- [Input data]:
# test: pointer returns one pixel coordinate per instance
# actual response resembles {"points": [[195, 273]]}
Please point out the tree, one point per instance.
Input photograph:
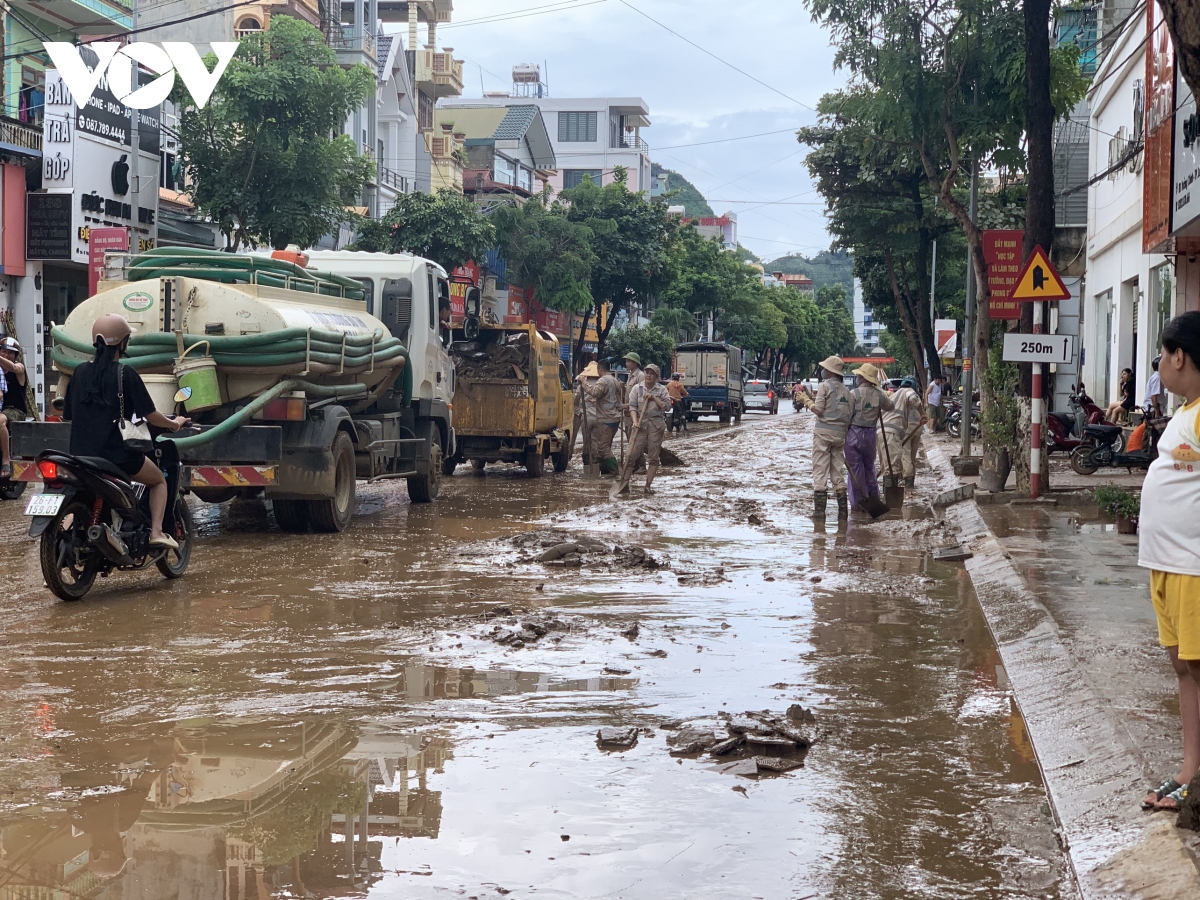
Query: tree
{"points": [[547, 253], [445, 227], [629, 238], [265, 157], [647, 341], [1182, 18]]}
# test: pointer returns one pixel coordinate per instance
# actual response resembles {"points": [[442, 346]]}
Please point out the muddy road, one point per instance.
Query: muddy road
{"points": [[409, 709]]}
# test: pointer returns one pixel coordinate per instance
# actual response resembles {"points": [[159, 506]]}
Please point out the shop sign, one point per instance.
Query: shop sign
{"points": [[1002, 256], [1156, 217]]}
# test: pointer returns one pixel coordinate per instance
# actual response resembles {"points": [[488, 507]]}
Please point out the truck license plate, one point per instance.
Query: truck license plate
{"points": [[45, 504]]}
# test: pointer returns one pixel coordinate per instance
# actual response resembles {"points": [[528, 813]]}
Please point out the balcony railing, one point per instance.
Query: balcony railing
{"points": [[631, 142], [438, 73], [389, 178], [22, 135], [352, 37]]}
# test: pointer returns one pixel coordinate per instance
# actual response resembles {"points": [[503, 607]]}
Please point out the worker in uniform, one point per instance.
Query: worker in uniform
{"points": [[900, 427], [649, 405], [833, 407], [604, 415], [13, 407], [862, 444]]}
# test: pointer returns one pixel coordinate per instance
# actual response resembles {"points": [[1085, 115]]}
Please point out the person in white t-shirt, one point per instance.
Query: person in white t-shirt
{"points": [[1170, 541]]}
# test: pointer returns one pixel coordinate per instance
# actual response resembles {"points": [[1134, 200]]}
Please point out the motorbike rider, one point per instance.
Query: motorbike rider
{"points": [[93, 407], [12, 397]]}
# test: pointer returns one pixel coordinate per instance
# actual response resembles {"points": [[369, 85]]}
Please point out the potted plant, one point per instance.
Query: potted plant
{"points": [[1121, 503], [997, 421]]}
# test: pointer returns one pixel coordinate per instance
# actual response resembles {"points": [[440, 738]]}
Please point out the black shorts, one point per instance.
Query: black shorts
{"points": [[132, 467]]}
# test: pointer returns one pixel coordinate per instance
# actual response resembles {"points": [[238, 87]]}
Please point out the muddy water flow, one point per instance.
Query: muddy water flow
{"points": [[409, 709]]}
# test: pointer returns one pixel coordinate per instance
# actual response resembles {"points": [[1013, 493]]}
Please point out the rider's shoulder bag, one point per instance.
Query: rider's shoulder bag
{"points": [[135, 437]]}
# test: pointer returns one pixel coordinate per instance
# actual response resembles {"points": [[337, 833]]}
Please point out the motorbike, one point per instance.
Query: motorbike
{"points": [[1099, 449], [91, 520]]}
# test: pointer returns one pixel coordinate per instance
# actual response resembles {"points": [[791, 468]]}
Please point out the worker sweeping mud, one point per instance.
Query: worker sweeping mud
{"points": [[604, 415], [898, 454], [648, 403], [869, 402], [833, 407]]}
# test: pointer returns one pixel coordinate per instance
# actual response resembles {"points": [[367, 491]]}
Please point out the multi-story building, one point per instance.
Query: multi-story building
{"points": [[591, 137]]}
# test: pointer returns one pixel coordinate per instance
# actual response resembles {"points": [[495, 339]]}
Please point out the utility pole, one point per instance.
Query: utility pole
{"points": [[969, 336]]}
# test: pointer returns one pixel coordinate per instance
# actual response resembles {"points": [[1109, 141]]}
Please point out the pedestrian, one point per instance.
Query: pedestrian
{"points": [[1169, 543], [1155, 402], [833, 407], [604, 415], [648, 405], [900, 427], [934, 400], [869, 402], [13, 407]]}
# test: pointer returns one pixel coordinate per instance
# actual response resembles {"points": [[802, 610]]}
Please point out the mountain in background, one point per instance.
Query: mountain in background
{"points": [[825, 268], [683, 193]]}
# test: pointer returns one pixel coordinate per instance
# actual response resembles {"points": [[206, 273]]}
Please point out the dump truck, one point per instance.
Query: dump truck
{"points": [[513, 400], [712, 373], [300, 382]]}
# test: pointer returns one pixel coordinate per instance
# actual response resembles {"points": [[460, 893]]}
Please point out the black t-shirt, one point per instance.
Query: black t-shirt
{"points": [[94, 430]]}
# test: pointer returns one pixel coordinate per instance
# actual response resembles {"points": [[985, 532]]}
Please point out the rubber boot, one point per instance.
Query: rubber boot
{"points": [[820, 503]]}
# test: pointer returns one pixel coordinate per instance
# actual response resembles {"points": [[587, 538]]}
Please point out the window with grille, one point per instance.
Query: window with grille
{"points": [[575, 127], [574, 178]]}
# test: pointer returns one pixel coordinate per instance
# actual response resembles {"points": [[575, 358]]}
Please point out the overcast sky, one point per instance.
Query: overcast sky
{"points": [[601, 48]]}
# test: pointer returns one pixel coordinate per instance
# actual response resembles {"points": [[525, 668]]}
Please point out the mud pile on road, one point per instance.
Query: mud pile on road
{"points": [[499, 359], [751, 744], [558, 549]]}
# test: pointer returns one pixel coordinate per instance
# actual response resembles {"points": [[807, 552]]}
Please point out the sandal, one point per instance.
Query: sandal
{"points": [[1176, 797], [1164, 790]]}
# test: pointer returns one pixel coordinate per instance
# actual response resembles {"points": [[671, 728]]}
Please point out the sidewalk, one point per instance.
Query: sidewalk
{"points": [[1071, 613]]}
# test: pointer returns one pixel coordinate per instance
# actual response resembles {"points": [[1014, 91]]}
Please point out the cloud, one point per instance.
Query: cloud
{"points": [[597, 49]]}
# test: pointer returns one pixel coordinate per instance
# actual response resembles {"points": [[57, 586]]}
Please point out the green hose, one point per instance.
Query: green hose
{"points": [[243, 415]]}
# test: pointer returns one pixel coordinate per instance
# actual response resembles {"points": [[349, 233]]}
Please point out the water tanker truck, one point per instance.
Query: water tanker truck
{"points": [[300, 379]]}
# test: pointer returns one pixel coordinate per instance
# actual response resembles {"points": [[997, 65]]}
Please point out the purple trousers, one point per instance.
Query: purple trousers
{"points": [[861, 450]]}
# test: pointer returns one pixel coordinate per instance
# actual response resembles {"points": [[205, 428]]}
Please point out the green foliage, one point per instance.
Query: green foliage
{"points": [[681, 192], [292, 827], [1000, 414], [259, 156], [647, 341], [1119, 501], [549, 253], [445, 227]]}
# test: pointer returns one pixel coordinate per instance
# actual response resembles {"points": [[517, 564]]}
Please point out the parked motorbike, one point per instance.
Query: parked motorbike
{"points": [[1099, 449], [93, 520]]}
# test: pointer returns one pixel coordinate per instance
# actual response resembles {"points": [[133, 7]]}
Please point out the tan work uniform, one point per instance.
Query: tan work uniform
{"points": [[833, 408], [900, 423], [648, 438]]}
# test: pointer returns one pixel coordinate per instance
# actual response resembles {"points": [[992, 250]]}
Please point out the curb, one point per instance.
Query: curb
{"points": [[1093, 773]]}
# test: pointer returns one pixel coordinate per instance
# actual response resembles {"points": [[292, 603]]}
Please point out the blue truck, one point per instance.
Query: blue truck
{"points": [[712, 373]]}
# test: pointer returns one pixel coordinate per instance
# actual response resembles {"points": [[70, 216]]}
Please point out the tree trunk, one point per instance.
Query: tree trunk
{"points": [[1182, 18], [1039, 199]]}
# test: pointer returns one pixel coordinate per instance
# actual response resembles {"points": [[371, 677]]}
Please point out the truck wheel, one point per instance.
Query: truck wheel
{"points": [[535, 463], [334, 514], [563, 457], [424, 489], [291, 516]]}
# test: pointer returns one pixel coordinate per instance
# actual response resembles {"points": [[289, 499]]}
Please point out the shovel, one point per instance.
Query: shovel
{"points": [[893, 492]]}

- [Problem requirements]: Copy out the entries verbatim and leave the images out.

- [Complete output]:
# test: pointer returns one pixel coordinate per instance
# actual response resembles {"points": [[195, 273]]}
Please point out the tree, one point per instance.
Input photograph:
Query: tree
{"points": [[547, 253], [445, 227], [629, 238], [265, 157], [647, 341], [1182, 18]]}
# test: pointer returns one pixel coordinate per instance
# actual response resembles {"points": [[442, 346]]}
Please point out the muddy road, one point per instance.
Query: muddy road
{"points": [[409, 709]]}
# test: pointer returns one pixel coordinate per instance
# actual response resembles {"points": [[159, 506]]}
Please point out the shop sign, one point per instance.
Query: shop sign
{"points": [[1002, 256], [1156, 217]]}
# test: pointer returns one pixel coordinate per instance
# actual response resembles {"points": [[488, 507]]}
Please point out the truck license plate, one point per instance.
Query: truck license plate
{"points": [[45, 504]]}
# test: pointer returns one pixel coordinate per instance
# actual response resembles {"points": [[528, 813]]}
Please point out the balcony railing, one point per instance.
Query: balcony railing
{"points": [[631, 142], [438, 73], [389, 178], [22, 135], [352, 37]]}
# test: pointer returns one pixel coordinate per instance
# actual response resembles {"points": [[503, 607]]}
Please point out the worker in uniform, one point per instance.
Query: worker in uniform
{"points": [[900, 427], [649, 405], [833, 407], [604, 415], [13, 407], [862, 444]]}
# test: pointer returns one pixel coordinate per instance
# actual response resembles {"points": [[1085, 115]]}
Please point out the person in white t-shirt, one point per instance.
Query: person in white t-shirt
{"points": [[1170, 541]]}
# test: pointer returns one pixel coordinate per instance
# actual response resembles {"points": [[1134, 200]]}
Please point out the motorbike rider, one point per instance.
Query: motorbike rider
{"points": [[93, 407], [12, 397]]}
# test: pointer returns one pixel coordinate per instance
# actual response resembles {"points": [[369, 85]]}
Please point out the potted plant, one point per instance.
Query: potted plant
{"points": [[1121, 503], [997, 421]]}
# test: pointer returns one pixel coordinate per instance
# actual response resembles {"points": [[440, 738]]}
Please point out the black shorts, one point per instance.
Query: black shorts
{"points": [[132, 467]]}
# test: pointer returns one pixel coordinate per instance
# actual response resembles {"points": [[238, 87]]}
Please point out the muddy water flow, one point per instance.
Query: muddy water flow
{"points": [[409, 709]]}
# test: pointer returns one pixel coordinate per instance
# actual response resembles {"points": [[1013, 493]]}
Please point out the rider's shoulder bag, one point per instance.
Query: rider's shoulder bag
{"points": [[135, 437]]}
# test: pointer returns one pixel coordinate per instance
# actual response resembles {"points": [[337, 833]]}
Please point out the motorbike, one point per instance.
Query: motorbike
{"points": [[1099, 449], [91, 520]]}
# test: pointer returns one pixel coordinate per instance
# actual response resembles {"points": [[791, 468]]}
Please point out the worker sweeping mud, one point per instance.
Query: worker sweeping mud
{"points": [[604, 415], [898, 454], [648, 403], [869, 402], [833, 407]]}
# test: pointer returns one pixel coordinate per instance
# actual response resembles {"points": [[367, 491]]}
Please point out the multi-story building, one point per instance.
Query: multi-story building
{"points": [[591, 137]]}
# test: pointer returns one pixel coordinate per instance
# actual response resembles {"points": [[495, 339]]}
Please point out the utility pole, one point per instance.
Query: utility pole
{"points": [[969, 336]]}
# test: pointer returns one pixel coordinate per instance
# actual response resembles {"points": [[1109, 141]]}
Please point out the pedestrian, one point per instance.
Query: pedestrian
{"points": [[1169, 543], [1155, 402], [833, 407], [604, 415], [648, 405], [900, 427], [934, 400], [869, 402], [13, 407]]}
# test: pointer returns one pixel coordinate per instance
# actual response resembles {"points": [[802, 610]]}
Please point out the mountain in background, one point per instance.
Query: mountain in background
{"points": [[825, 268], [683, 193]]}
# test: pointer returns one pixel coordinate per instance
# actual response resembles {"points": [[206, 273]]}
Please point out the dump truck, one point per instance.
Query: dump truck
{"points": [[513, 400], [712, 373], [300, 382]]}
# test: pointer returns one pixel coordinate per instance
# actual response resembles {"points": [[460, 893]]}
Please point out the black t-shirt, one point per instance.
Query: black t-shirt
{"points": [[94, 430]]}
# test: pointer returns one pixel coordinate per instance
# actual response resembles {"points": [[985, 532]]}
Please point out the rubber boot, one point per instance.
Query: rubber boot
{"points": [[820, 503]]}
# test: pointer returns one pixel coordinate per instance
# actual response resembles {"points": [[587, 538]]}
Please point out the window with grille, one point per instance.
Query: window with grille
{"points": [[575, 127], [574, 178]]}
# test: pointer returns one pixel coordinate per instance
# actual response resembles {"points": [[575, 358]]}
Please point out the overcast sky, one point per instance.
Query: overcast sky
{"points": [[601, 48]]}
# test: pointer returns one pixel coordinate per instance
# actual response resembles {"points": [[525, 668]]}
Please point out the mud pile on road, one point per instance.
Query: mud pile on road
{"points": [[499, 359], [751, 744], [558, 549]]}
# test: pointer returns one pixel coordinate per instance
# actual response resembles {"points": [[807, 552]]}
Please point out the sandal, one point per instance.
Query: sandal
{"points": [[1176, 797], [1164, 790]]}
# test: pointer returns one pixel coordinate per instance
# actual response resembles {"points": [[671, 728]]}
Please point out the sidewalk, one point per instance.
Query: sidewalk
{"points": [[1071, 613]]}
# test: pointer returns one pixel coordinate per instance
# actual response resembles {"points": [[1014, 91]]}
Please point out the cloud, one point per instance.
Query: cloud
{"points": [[597, 49]]}
# test: pointer returns one pixel coordinate per instance
# actual response resembles {"points": [[57, 586]]}
Please point out the green hose, one point per instance.
Query: green hose
{"points": [[243, 415]]}
# test: pointer returns one pixel coordinate per instance
# actual response resembles {"points": [[349, 233]]}
Please point out the water tanker truck, one point per instance.
Query: water tanker truck
{"points": [[300, 379]]}
# test: pointer returns one pixel coordinate per instance
# actual response resembles {"points": [[997, 65]]}
Please point out the purple trousers, one point per instance.
Query: purple trousers
{"points": [[861, 450]]}
# test: pointer returns one pixel coordinate per instance
# actual response resembles {"points": [[205, 428]]}
Please point out the green foliage, one point per instance.
Query: green foliage
{"points": [[681, 192], [292, 827], [1000, 414], [259, 156], [647, 341], [1119, 501], [549, 253], [445, 227]]}
# test: pointer returns one pixel coordinate per instance
# actual response resembles {"points": [[517, 564]]}
Please point out the parked motorbike, one point per instance.
Query: parked motorbike
{"points": [[1099, 449], [93, 520]]}
# test: pointer returns one pixel coordinate per instance
# actual response resembles {"points": [[133, 7]]}
Please point out the tan work uniform, one point per instance.
Query: tan work uniform
{"points": [[833, 408], [900, 423], [648, 438]]}
# test: pointer returns one pixel coordinate per instance
# actual response resembles {"points": [[992, 250]]}
Please point out the curb, one point per instance.
Query: curb
{"points": [[1093, 773]]}
# test: pointer returns one pixel coordinate per instance
# actual response resembles {"points": [[292, 603]]}
Please point out the blue truck, one point per instance.
Query: blue truck
{"points": [[712, 373]]}
# test: pointer returns one pixel coordinate per instance
# actual response resembles {"points": [[70, 216]]}
Please point out the tree trunk, one point per instance.
Query: tree trunk
{"points": [[1182, 18], [1039, 199]]}
# test: pointer returns one pixel coordinate per instance
# actual response resembles {"points": [[371, 677]]}
Please point out the truck wheel, one point per instance.
Query: truck wheel
{"points": [[535, 463], [334, 514], [563, 457], [424, 489], [291, 516]]}
# test: pointer returns one pixel coordinate per instance
# actual response resembles {"points": [[289, 499]]}
Please point out the shovel, one point per instance.
Query: shovel
{"points": [[893, 492]]}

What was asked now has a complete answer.